You just convert your list to array inside in function .

np.save('path/to/save', np.array(your_list))

to load :

arr=np.load(''path/to/save.npy').tolist()

I hope it will be helpful

3 Comments

And you think the OP is using numpy, why?
To develop myself, can you explain why my solution is bad ?
The OP is very obviously a beginner. Numpy is not really meant for beginners. Throwing numpy into the mix as a way to persist things is going to be confusing for a beginner.
1

There are innumerable kinds of serialization options, but a time-tested favorite is JSON. JavaScript Object Notation looks like:

[
    "this",
    "is",
    "a",
    "list",
    "of",
    "strings",
    "with",
    "a",
    {
        "dictionary": "of",
        "values": 4,
        "an": "example"
    },
    "can strings be single-quoted?",
    false,
    "can objects nest?",
    {
        "I": {
            "Think": {
                "They": "can"

○ ○ ○ ○ ○

### WORK TO COMPLETE
1: Render the lines of the records below, starting at the line containing "Place a point on the metal" and ending at the line containing "[[321, 103]]", as a Markdown table with the columns Row and Line. Give each line's row number under Row and the line itself under Line, and leave out any blank lines.
2: Extend the text on saving a Python list, picking up right after its last line shown.

○ ○ ○ ○ ○

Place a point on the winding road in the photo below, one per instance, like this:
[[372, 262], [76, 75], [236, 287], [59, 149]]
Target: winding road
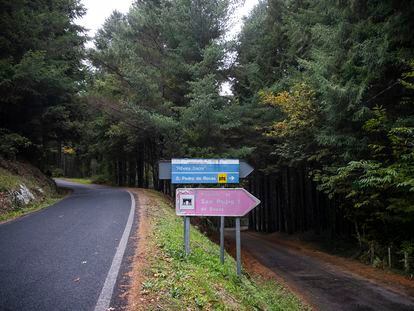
[[67, 256], [325, 286]]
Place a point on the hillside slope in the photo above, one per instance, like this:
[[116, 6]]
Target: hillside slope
[[23, 188]]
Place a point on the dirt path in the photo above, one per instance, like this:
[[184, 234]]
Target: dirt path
[[326, 286]]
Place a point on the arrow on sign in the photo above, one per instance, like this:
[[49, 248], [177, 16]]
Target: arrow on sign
[[232, 202], [164, 169]]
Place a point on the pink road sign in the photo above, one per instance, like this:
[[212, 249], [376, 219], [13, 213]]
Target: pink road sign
[[235, 202]]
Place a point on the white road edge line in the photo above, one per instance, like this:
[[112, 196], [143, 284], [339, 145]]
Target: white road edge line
[[106, 294]]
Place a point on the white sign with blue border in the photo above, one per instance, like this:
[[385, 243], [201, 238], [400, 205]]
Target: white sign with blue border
[[205, 171]]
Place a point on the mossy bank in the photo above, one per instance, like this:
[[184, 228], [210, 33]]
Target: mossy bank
[[24, 188]]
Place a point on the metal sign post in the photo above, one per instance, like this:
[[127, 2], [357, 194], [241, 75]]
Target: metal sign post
[[238, 246], [222, 239], [225, 202], [230, 202], [187, 235]]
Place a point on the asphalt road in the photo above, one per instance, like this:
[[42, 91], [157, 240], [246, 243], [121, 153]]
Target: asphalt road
[[59, 258], [325, 286]]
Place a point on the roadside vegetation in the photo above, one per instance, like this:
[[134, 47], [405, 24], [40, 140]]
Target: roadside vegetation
[[83, 181], [24, 189], [314, 92], [173, 281]]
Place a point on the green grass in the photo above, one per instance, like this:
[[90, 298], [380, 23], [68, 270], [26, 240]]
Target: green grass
[[200, 281], [7, 180], [29, 208], [84, 181]]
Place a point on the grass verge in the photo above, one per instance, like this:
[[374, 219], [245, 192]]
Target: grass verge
[[173, 281]]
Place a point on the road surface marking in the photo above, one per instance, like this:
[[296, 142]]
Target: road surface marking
[[106, 294]]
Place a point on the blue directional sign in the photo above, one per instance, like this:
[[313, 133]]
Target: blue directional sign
[[205, 171]]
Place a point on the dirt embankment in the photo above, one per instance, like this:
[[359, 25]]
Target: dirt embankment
[[22, 185]]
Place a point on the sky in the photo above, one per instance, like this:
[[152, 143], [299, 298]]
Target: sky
[[98, 11]]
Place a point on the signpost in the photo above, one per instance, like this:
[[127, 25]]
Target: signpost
[[230, 202], [164, 169], [205, 171], [234, 202], [221, 202]]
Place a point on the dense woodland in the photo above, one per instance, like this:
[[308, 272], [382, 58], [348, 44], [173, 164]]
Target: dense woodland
[[321, 103]]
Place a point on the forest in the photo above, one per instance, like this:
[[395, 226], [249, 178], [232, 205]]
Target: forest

○ ○ ○ ○ ○

### OUTPUTS FOR THE TASKS
1:
| Row | Line |
|---|---|
| 1 | Place a point on the metal sign post in the photo above, one per instance, like this: |
| 2 | [[127, 2], [357, 194], [241, 75]] |
| 3 | Target: metal sign post |
| 4 | [[238, 246], [222, 239], [225, 202], [230, 202], [187, 235]] |
| 5 | Place a point on the asphalt road in the photo above, one per instance, like this: |
| 6 | [[42, 91], [157, 240], [246, 243], [121, 153]] |
| 7 | Target: asphalt road |
| 8 | [[59, 258], [325, 286]] |
| 9 | Place a point on the roadside vegetation in the photo above, one per instance, like this: |
| 10 | [[134, 47], [405, 24], [40, 140]] |
| 11 | Target: roadside vegetation |
| 12 | [[83, 181], [24, 189], [314, 92], [173, 281]] |
| 13 | Place a point on the green grass in the photo above, one per instance, like this: |
| 14 | [[90, 298], [380, 23], [68, 270], [26, 240]] |
| 15 | Target: green grass |
| 16 | [[200, 281], [7, 180], [29, 208], [84, 181]] |
| 17 | Place a point on the grass verge in the photo above, one per instance, like this: |
| 18 | [[374, 219], [245, 192]] |
| 19 | Target: grass verge |
| 20 | [[173, 281]] |
| 21 | Place a point on the road surface marking in the photo above, one per instance, like this: |
| 22 | [[296, 142]] |
| 23 | Target: road surface marking |
| 24 | [[106, 294]] |
| 25 | Place a point on the blue directional sign in the photo above, one per instance, like this: |
| 26 | [[313, 133]] |
| 27 | Target: blue directional sign |
| 28 | [[205, 171]] |
| 29 | Place a point on the dirt embankment in the photo above, one per instance, like this: |
| 30 | [[359, 25]] |
| 31 | Target: dirt embankment |
| 32 | [[22, 185]] |
| 33 | Place a point on the sky in the photo above, one per instance, like this: |
| 34 | [[152, 143], [299, 298]] |
| 35 | Target: sky |
| 36 | [[98, 11]] |
| 37 | Place a point on the signpost in the photo above, one per instance, like this: |
| 38 | [[127, 25]] |
| 39 | Target: signpost |
| 40 | [[230, 202], [164, 169], [205, 171], [234, 202], [221, 202]] |
| 41 | Place a point on the dense woodland in the photo above, one per instance, like this: |
| 42 | [[308, 272], [382, 58], [348, 44], [173, 164]] |
| 43 | Target: dense woodland |
| 44 | [[321, 103]] |

2:
            }
        }
    }
]

JSON is widely used, and the Python stdlib has a method of converting objects to and from JSON in the json package.

>>> import json
>>> data = ['a', 'list', 'full', 'of', 'entries']
>>> json.dumps(data)  # dumps will dump to string
["a", "list", "full", "of", "entries"]

You can then save your Book data to json before the program shuts down, and read from json after it starts up.

# at the top
import json
from pathlib import Path

# at the bottom of your program:
if __name__ == '__main__':
    persistence = Path('book.json')
    if persistence.exists():
        with persistence.open() as f:
            data = json.load(f)
    else:
        data = [{"name": 'John Doe', "phone": '123-456-7890', "address": '1000 Constitution Ave'}]

    book = Book(data)
    with persistence.open('w') as f:
        json.dump(f, indent=4)

Comments

0

There is no way you can do that without any external modules, such as numpy or pickle. Using pickle, you can do this: (I am assuming you want to save the myBook variable)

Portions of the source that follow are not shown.